Exercise description — Output only the entries, exactly as given, without the pictures.

Data extracts —
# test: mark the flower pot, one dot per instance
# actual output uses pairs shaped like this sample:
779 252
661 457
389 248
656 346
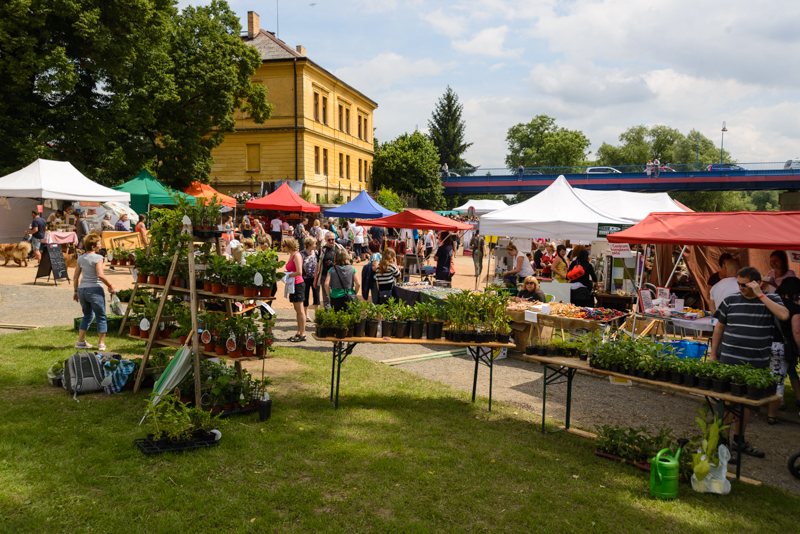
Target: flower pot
401 329
738 390
719 386
371 328
264 409
416 329
250 291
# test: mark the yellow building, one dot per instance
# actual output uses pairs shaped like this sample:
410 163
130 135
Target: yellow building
320 130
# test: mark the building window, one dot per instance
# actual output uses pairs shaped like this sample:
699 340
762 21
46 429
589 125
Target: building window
253 159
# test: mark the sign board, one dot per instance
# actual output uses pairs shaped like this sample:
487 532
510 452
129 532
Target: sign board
604 229
52 262
620 250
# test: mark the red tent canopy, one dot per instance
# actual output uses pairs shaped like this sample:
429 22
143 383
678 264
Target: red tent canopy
738 229
418 220
201 190
282 199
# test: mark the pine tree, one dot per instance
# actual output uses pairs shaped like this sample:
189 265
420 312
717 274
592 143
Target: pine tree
446 130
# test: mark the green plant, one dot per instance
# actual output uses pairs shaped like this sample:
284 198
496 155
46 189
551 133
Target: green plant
707 442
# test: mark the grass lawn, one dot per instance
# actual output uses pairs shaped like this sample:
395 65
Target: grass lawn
401 454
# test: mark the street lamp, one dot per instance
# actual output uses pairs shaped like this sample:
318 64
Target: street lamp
722 143
697 163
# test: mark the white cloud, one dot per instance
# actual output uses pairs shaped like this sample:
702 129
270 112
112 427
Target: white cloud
387 70
488 42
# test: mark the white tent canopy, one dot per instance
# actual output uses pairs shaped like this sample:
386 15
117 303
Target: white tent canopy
58 180
556 212
627 205
482 206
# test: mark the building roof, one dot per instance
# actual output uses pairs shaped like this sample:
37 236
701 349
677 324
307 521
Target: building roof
273 49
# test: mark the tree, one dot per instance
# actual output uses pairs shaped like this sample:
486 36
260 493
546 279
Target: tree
113 87
409 164
446 130
540 143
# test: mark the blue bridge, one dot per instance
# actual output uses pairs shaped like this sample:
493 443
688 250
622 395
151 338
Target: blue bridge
750 177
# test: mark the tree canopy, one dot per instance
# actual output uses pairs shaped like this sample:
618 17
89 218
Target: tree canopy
409 164
116 86
540 143
447 131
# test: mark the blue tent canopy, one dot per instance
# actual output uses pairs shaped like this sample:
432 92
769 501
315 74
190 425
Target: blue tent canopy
362 207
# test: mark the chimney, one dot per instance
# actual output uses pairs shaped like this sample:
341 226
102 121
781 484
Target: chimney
252 24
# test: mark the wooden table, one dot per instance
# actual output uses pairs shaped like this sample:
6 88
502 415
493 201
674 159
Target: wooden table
565 368
483 353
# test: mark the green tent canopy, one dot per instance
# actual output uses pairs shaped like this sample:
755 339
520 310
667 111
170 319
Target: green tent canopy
144 190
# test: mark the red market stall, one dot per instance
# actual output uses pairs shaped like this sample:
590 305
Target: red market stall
282 199
200 190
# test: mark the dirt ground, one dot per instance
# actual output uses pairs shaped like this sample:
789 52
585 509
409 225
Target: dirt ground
595 400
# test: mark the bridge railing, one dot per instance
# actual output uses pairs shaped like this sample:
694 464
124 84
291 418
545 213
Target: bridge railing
664 168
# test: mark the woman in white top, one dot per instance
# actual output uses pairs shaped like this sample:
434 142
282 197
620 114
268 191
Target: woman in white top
89 292
779 262
522 265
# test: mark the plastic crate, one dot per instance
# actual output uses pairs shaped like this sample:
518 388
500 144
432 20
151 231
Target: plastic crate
685 349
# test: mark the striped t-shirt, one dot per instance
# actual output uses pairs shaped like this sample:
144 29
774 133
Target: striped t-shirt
388 277
748 330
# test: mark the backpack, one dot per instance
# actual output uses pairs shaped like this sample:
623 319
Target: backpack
83 373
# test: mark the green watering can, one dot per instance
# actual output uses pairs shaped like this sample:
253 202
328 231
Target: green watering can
664 472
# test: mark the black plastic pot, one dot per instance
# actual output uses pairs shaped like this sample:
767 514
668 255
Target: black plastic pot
264 409
719 386
371 328
738 390
387 328
401 329
416 329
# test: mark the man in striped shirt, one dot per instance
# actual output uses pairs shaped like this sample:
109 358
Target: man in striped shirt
744 332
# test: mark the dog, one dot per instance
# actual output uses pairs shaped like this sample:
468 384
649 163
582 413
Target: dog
18 253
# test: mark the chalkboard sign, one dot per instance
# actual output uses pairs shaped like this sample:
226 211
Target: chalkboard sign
52 262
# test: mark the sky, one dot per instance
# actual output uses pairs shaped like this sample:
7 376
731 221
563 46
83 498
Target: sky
598 66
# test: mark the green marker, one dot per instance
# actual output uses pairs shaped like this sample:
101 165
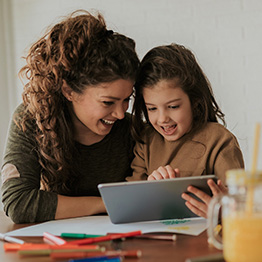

Task output —
# test: mark the flower pot, one dot per instance
# actual output uses pairs shaped like this sample:
779 252
661 457
389 248
656 346
Target: flower pot
401 329
738 390
719 386
371 328
264 409
416 329
250 291
# test: mark the yellow building, one dot per instance
# actual output uses pairs shaped like this sample:
410 163
130 135
Target: yellow building
320 130
# test: mark the building window, one dot per instance
# actual output uses pairs shaped like this sample:
699 340
762 21
46 429
589 125
Target: building window
253 159
# test: mark the sign board, one dot per instance
# actual output uses pairs shaped like this sample:
487 532
510 452
129 532
Target: sign board
604 229
52 262
620 250
# test: mark the red tent canopy, one dot per instance
# actual output uses pairs shaped like this sample:
429 22
143 383
678 264
Target: red tent canopy
738 229
418 220
201 190
282 199
# test: mark the pine tree, one dot per instance
# actual output uses pairs shaped like this sample:
189 265
420 312
717 274
592 143
Target: pine tree
446 130
# test: mark the green plant, one dot per instance
# actual output uses pairs shaped like this sample:
284 198
496 155
46 189
551 133
Target: green plant
707 442
# test: mark the grass lawn, one dot per instance
# actual output uses pairs shaped like this sample:
395 65
Target: grass lawn
401 454
# test: mark the street lamp, one dot per instance
# actual output uses pairs shaped like this sample:
318 64
Target: street lamp
722 143
697 163
# test: mark the white cloud, one dot per instance
# actual output uses pairs shaped like this sample:
702 129
270 112
112 427
Target: white cloud
387 70
488 42
# test: mark the white tent canopy, one dot per instance
# actual output uses pairs shaped like this sample:
386 15
117 303
Target: white tent canopy
58 180
556 212
627 205
482 206
# test: mark the building roof, one dot per instance
# actual output uses pairs shaped like this sample:
37 236
701 349
677 324
307 521
Target: building roof
273 49
# test: mark the tree, one dot per instance
# actual output uses pairs shaped like this sample:
486 36
260 493
546 279
Target: tree
113 87
409 164
446 130
540 143
# test: mark the blue bridge, one dot per instance
# actual output uses pairs shaped like this sample:
493 443
688 250
622 395
151 338
Target: blue bridge
750 177
# test: mark the tree canopy, one dot per instance
# actual output uses pairs shaped like this sample:
618 17
89 218
Target: tree canopy
409 164
116 86
540 143
447 131
# test: mark the blue tent canopy, one dot per instance
# actual output uses pairs shaped like this sample:
432 92
769 501
315 74
190 425
Target: blue tent canopy
362 207
# test: mark the chimney, one dot per instance
# actual output uses pairs shaped like this sample:
341 226
102 121
781 484
Target: chimney
252 24
# test: mark the wooden table, one dot per instance
# actual output uses pairs shaped like this sample:
6 88
502 415
493 201
674 159
Target: wooden table
565 368
483 353
# test: mark the green tent canopy, one dot per instance
# actual output uses pairs shaped like this sample:
755 339
520 310
667 111
170 319
Target: green tent canopy
144 190
# test: mark the red market stall, one dot per instance
# actual output uses pairs shaped like this sample:
590 305
Target: red market stall
282 199
200 190
# test: mark the dirt ground, one dot per instance
# actual output uses pairs shaped like this sample:
789 52
585 509
409 225
Target: dirt ground
595 400
# test: mark the bridge railing, one dot per instance
# actual output uses pairs shaped like this sample:
694 464
124 84
291 418
545 213
Target: bridge railing
664 168
# test: mark the woman in white top, one dot per instance
# actual output uses pairs shaped like this sample:
434 142
282 197
620 114
268 191
Target: woman in white top
89 292
779 262
522 265
# test: mark the plastic crate, one dot per instance
# actual output uses pairs shaped like this sample:
518 388
500 144
432 20
151 231
Target: plastic crate
685 349
# test: mark the striped t-shirt, one dot per instance
# actual output uses pairs shaped like this sample:
144 29
774 133
Target: striped t-shirt
388 277
748 330
# test: mark the backpack, one dot per instance
# actual output uses pairs shaped like this sample:
623 319
Target: backpack
83 373
# test: mark the green watering can, one dot per instance
# actual output uses pairs shaped like this sample:
253 202
328 231
Target: green watering can
664 472
# test: mark the black plastic pot, one dot per instance
# actual output uses pairs shaped like this sample:
767 514
668 255
Target: black plastic pot
264 409
719 386
371 328
738 390
387 328
401 329
416 329
# test: mark the man in striped shirt, one dot per instance
# actual output uses pairs shaped like this sample:
109 358
Target: man in striped shirt
744 332
# test: mark the dog, one dot per instance
# actual output uses pairs shaped like this sample:
468 384
649 163
582 413
Target: dog
18 253
# test: mark the chalkboard sign, one dot per instance
# actual output uses pairs shaped like this sample:
226 211
Target: chalkboard sign
52 262
# test: mark the sky, one dot per instance
# actual output uses pairs shaped like this sample:
7 376
731 221
563 46
83 498
Target: sky
598 66
# test: mark the green marker, one dot per instance
# actual output uses pairs shaped like this sample:
101 165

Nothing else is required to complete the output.